| Task inputs |
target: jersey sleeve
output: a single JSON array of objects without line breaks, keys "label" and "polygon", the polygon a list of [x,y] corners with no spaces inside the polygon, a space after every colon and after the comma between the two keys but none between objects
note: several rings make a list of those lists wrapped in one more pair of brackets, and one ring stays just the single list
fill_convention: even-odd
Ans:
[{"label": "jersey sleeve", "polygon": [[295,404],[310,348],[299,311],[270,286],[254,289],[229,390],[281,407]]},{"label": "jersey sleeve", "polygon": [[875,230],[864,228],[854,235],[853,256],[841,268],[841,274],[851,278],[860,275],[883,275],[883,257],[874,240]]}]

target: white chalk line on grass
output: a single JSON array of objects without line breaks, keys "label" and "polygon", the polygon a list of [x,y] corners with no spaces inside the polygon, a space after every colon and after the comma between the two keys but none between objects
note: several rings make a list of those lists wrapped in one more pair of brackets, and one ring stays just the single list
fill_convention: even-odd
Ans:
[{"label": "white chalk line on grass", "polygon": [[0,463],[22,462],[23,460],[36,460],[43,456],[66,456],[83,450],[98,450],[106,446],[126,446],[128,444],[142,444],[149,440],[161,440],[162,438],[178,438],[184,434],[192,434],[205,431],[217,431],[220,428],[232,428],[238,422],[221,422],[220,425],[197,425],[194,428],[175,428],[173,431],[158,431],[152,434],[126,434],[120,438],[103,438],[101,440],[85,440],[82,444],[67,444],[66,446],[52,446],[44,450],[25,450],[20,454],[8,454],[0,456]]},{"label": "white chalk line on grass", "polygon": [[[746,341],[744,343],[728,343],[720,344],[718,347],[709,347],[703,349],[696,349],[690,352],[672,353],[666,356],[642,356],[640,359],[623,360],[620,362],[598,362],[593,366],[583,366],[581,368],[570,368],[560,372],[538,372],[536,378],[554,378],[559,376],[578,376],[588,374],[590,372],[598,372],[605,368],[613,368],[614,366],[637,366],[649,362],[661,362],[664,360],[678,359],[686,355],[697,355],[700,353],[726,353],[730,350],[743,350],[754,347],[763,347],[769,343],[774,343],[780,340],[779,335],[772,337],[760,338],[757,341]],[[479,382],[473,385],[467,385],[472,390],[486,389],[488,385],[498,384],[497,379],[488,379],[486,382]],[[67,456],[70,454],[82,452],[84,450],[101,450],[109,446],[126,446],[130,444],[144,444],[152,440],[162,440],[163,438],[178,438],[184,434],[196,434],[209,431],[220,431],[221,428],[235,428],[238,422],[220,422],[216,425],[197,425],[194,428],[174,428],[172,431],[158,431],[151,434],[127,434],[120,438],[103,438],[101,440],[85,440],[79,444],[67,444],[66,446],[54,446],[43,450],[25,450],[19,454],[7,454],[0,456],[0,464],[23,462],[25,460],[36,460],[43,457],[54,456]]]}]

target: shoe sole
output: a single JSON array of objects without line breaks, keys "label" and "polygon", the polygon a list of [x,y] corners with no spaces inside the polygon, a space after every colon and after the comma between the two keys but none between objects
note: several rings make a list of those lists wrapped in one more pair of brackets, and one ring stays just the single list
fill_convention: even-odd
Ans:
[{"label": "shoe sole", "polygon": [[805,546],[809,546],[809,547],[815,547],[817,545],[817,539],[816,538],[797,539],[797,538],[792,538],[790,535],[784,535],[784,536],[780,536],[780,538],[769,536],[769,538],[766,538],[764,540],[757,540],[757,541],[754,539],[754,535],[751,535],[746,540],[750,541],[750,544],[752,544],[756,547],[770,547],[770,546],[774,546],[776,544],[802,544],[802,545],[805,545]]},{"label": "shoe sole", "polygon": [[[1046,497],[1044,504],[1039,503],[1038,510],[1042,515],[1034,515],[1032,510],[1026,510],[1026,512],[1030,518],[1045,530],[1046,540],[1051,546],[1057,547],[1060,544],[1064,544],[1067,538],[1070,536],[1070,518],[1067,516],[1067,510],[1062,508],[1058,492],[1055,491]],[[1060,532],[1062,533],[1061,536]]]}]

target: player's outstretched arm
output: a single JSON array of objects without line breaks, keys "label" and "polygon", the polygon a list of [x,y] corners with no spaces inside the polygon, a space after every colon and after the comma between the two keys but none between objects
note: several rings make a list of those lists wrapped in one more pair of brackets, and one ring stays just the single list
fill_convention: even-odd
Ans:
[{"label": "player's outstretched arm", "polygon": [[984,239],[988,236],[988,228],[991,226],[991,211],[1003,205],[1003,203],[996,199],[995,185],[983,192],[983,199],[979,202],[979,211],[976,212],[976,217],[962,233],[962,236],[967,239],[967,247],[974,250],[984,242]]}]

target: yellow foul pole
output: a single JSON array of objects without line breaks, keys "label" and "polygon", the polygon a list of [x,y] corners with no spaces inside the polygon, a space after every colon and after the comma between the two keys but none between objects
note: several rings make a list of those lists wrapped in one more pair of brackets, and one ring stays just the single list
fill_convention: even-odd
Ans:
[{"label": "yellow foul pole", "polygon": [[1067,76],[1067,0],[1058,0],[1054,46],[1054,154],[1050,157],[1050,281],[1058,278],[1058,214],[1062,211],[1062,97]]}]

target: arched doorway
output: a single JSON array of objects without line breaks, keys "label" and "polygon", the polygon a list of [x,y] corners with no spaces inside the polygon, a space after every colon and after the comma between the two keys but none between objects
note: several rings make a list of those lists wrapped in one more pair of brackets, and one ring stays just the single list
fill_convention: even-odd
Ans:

| What you will do |
Write out all of the rows above word for word, with no changes of any kind.

| Answer below |
target: jersey sleeve
output: a single JSON array of objects without line breaks, keys "label" and "polygon", the polygon a list of [x,y] corners with no spaces inside the polygon, a space after every colon and after the comma between the two keys but none between objects
note: several rings make a list of those lists wrapped in one more pair of brackets, and one ring stays just the single list
fill_convention: even-odd
Ans:
[{"label": "jersey sleeve", "polygon": [[295,404],[310,348],[299,311],[270,286],[254,289],[229,390],[281,407]]},{"label": "jersey sleeve", "polygon": [[875,230],[864,228],[854,235],[853,256],[841,268],[841,274],[851,278],[860,275],[883,275],[883,257],[874,240]]}]

target: white chalk line on grass
output: a single JSON array of objects without line breaks, keys "label" and "polygon", the polygon a list of [x,y] corners with no spaces inside the polygon, a space after every colon and after the comma between the two keys but none between objects
note: several rings make a list of those lists wrapped in one more pair of brackets, and one ring stays just the single list
fill_convention: even-odd
Ans:
[{"label": "white chalk line on grass", "polygon": [[0,463],[22,462],[23,460],[36,460],[43,456],[66,456],[83,450],[98,450],[106,446],[126,446],[128,444],[142,444],[149,440],[161,440],[162,438],[178,438],[184,434],[192,434],[205,431],[217,431],[220,428],[232,428],[238,422],[221,422],[220,425],[197,425],[194,428],[175,428],[173,431],[158,431],[152,434],[126,434],[120,438],[103,438],[101,440],[85,440],[82,444],[67,444],[66,446],[52,446],[44,450],[25,450],[20,454],[8,454],[0,456]]},{"label": "white chalk line on grass", "polygon": [[[746,341],[744,343],[728,343],[720,344],[718,347],[709,347],[703,349],[696,349],[690,352],[672,353],[666,356],[642,356],[640,359],[623,360],[620,362],[598,362],[593,366],[583,366],[581,368],[570,368],[560,372],[538,372],[536,378],[554,378],[559,376],[578,376],[588,374],[590,372],[598,372],[605,368],[613,368],[614,366],[637,366],[649,362],[661,362],[664,360],[678,359],[686,355],[697,355],[700,353],[726,353],[730,350],[743,350],[754,347],[763,347],[769,343],[774,343],[780,340],[779,335],[772,337],[760,338],[757,341]],[[479,382],[473,385],[467,385],[472,390],[486,389],[488,385],[498,384],[497,379],[488,379],[486,382]],[[67,456],[70,454],[82,452],[84,450],[101,450],[109,446],[126,446],[130,444],[144,444],[152,440],[162,440],[163,438],[178,438],[184,434],[196,434],[209,431],[220,431],[221,428],[235,428],[238,422],[220,422],[216,425],[197,425],[194,428],[174,428],[172,431],[158,431],[151,434],[127,434],[120,438],[103,438],[101,440],[85,440],[79,444],[67,444],[66,446],[54,446],[43,450],[25,450],[19,454],[7,454],[0,456],[0,464],[23,462],[25,460],[36,460],[43,457],[54,456]]]}]

target: shoe sole
output: a single JSON array of objects without line breaks, keys "label" and "polygon", the polygon a list of [x,y] corners with no spaces inside the polygon, a space after every colon and after the comma between the two keys but none between objects
note: several rings make a list of those lists wrapped in one more pair of brackets, and one ring stays just the single list
fill_convention: even-odd
Ans:
[{"label": "shoe sole", "polygon": [[805,546],[809,546],[809,547],[815,547],[817,545],[817,539],[816,538],[797,539],[797,538],[792,538],[790,535],[784,535],[784,536],[780,536],[780,538],[769,536],[769,538],[766,538],[764,540],[757,540],[757,541],[754,539],[754,535],[751,535],[746,540],[750,541],[750,544],[752,544],[756,547],[770,547],[770,546],[774,546],[776,544],[802,544],[802,545],[805,545]]},{"label": "shoe sole", "polygon": [[[1046,497],[1044,504],[1039,503],[1038,510],[1042,515],[1034,515],[1032,510],[1026,510],[1026,512],[1030,518],[1045,530],[1046,540],[1051,546],[1057,547],[1060,544],[1064,544],[1067,538],[1070,536],[1070,518],[1067,516],[1067,510],[1062,508],[1058,492],[1055,491]],[[1060,532],[1062,533],[1061,536]]]}]

target: player's outstretched arm
output: a single JSON array of objects without line breaks, keys "label" and "polygon", the polygon a list of [x,y] corners with no spaces inside the polygon, a space after every colon and after the comma between the two keys but none between objects
note: several rings make a list of those lists wrapped in one more pair of brackets, and one ring stays just the single list
fill_convention: even-odd
Ans:
[{"label": "player's outstretched arm", "polygon": [[984,239],[988,236],[988,228],[991,226],[991,211],[1003,205],[1003,203],[996,199],[995,185],[983,192],[983,199],[979,202],[979,211],[976,212],[976,217],[962,233],[962,236],[967,239],[967,247],[974,250],[984,242]]}]

target: yellow foul pole
output: a single JSON array of objects without line breaks, keys "label" and "polygon", the polygon a list of [x,y] corners with no spaces inside the polygon, a space after every colon and after the comma between the two keys but none between objects
note: several rings make a list of those lists wrapped in one more pair of brackets, and one ring stays just the single list
fill_convention: even-odd
Ans:
[{"label": "yellow foul pole", "polygon": [[1067,76],[1067,0],[1058,0],[1054,46],[1054,154],[1050,157],[1050,281],[1058,278],[1058,214],[1062,211],[1062,97]]}]

target: arched doorway
output: a single JSON array of objects without line breaks, keys "label" and "polygon", the polygon a list of [x,y] corners with no spaces inside the polygon, a space after every colon and after the comma between the two keys but none between objects
note: several rings make a list of those lists wrapped in one more pair of brackets, and one ring stays just the single list
fill_convention: even-odd
Ans:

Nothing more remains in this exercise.